### Exercise directions
Pull out each line below that contains the word "butterfly".
== == ==
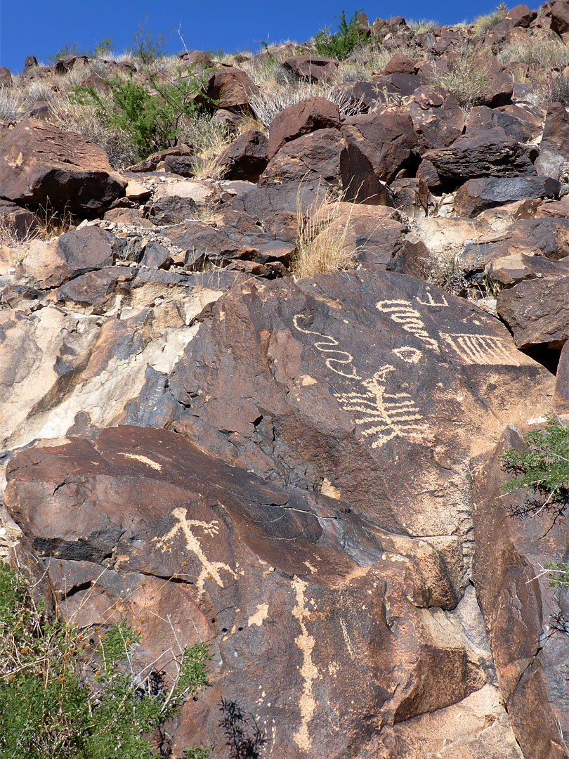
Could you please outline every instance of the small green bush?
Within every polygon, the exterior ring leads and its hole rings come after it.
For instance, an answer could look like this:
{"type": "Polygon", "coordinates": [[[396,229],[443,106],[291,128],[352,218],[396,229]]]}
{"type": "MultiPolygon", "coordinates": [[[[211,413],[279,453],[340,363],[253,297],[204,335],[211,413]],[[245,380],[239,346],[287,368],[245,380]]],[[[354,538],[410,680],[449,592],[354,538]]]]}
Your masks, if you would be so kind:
== == ==
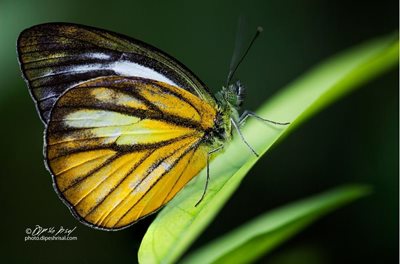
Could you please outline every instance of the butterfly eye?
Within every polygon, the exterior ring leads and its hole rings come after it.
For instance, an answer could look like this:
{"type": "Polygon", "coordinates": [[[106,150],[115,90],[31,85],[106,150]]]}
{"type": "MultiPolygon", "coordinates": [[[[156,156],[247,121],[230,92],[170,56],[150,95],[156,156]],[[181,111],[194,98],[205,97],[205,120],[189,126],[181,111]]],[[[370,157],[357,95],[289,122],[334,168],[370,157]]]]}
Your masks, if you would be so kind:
== == ==
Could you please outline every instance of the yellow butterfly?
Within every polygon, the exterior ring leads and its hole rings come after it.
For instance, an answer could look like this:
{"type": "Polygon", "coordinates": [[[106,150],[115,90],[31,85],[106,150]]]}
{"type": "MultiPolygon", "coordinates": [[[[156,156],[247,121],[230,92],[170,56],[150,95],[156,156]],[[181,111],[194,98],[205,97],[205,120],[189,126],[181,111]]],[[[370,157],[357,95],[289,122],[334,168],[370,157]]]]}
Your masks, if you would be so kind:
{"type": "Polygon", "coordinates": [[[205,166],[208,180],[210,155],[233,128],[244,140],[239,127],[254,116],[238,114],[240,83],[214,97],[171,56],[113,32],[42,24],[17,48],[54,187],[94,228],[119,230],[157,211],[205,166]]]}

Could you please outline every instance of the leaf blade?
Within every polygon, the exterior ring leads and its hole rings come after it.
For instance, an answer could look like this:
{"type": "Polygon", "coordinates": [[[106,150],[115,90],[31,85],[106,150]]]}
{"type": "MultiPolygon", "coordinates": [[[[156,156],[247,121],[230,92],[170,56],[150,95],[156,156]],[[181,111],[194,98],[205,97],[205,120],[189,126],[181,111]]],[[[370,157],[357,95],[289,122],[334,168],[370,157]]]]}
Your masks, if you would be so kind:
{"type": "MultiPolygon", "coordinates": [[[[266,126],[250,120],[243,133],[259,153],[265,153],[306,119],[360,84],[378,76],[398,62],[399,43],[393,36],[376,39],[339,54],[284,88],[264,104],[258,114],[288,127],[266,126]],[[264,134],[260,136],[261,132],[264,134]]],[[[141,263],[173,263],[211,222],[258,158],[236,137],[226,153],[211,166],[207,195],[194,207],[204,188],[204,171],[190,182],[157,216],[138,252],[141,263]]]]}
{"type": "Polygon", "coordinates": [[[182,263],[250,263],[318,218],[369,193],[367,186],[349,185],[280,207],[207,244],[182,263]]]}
== == ==
### Exercise output
Could you please outline every instance of the butterfly eye?
Could you please outline every instance of the yellow butterfly?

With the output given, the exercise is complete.